Saved data entries
○ ○ ○
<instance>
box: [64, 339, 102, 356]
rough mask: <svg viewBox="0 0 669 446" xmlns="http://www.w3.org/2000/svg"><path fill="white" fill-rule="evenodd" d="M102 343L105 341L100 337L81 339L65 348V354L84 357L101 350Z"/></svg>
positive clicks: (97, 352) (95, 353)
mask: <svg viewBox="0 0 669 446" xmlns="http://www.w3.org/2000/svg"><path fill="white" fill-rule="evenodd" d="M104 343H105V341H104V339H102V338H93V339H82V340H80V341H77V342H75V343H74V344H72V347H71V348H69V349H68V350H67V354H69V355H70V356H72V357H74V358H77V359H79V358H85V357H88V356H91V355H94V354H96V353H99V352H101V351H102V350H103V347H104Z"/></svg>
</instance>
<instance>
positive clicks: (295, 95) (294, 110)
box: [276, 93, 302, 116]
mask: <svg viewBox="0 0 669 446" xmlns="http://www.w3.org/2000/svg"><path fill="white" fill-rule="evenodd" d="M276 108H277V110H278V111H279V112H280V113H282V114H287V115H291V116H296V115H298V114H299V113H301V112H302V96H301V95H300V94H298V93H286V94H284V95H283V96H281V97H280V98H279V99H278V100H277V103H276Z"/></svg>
○ ○ ○
Assignment = Please reproduce exactly the lines from the first one of the records above through the line containing "positive clicks: (295, 95) (294, 110)", both included, and nothing else.

Exercise result =
<instance>
box: [64, 339, 102, 356]
rough mask: <svg viewBox="0 0 669 446" xmlns="http://www.w3.org/2000/svg"><path fill="white" fill-rule="evenodd" d="M102 343L105 341L100 337L81 339L65 348V354L84 357L101 350Z"/></svg>
positive clicks: (97, 352) (95, 353)
mask: <svg viewBox="0 0 669 446" xmlns="http://www.w3.org/2000/svg"><path fill="white" fill-rule="evenodd" d="M104 343H105V341H104V339H102V338H93V339H82V340H80V341H77V342H75V343H74V344H72V347H71V348H69V349H68V350H67V354H69V355H70V356H72V357H74V358H77V359H79V358H85V357H88V356H91V355H94V354H96V353H99V352H101V351H102V350H103V347H104Z"/></svg>
</instance>
<instance>
positive clicks: (295, 95) (294, 110)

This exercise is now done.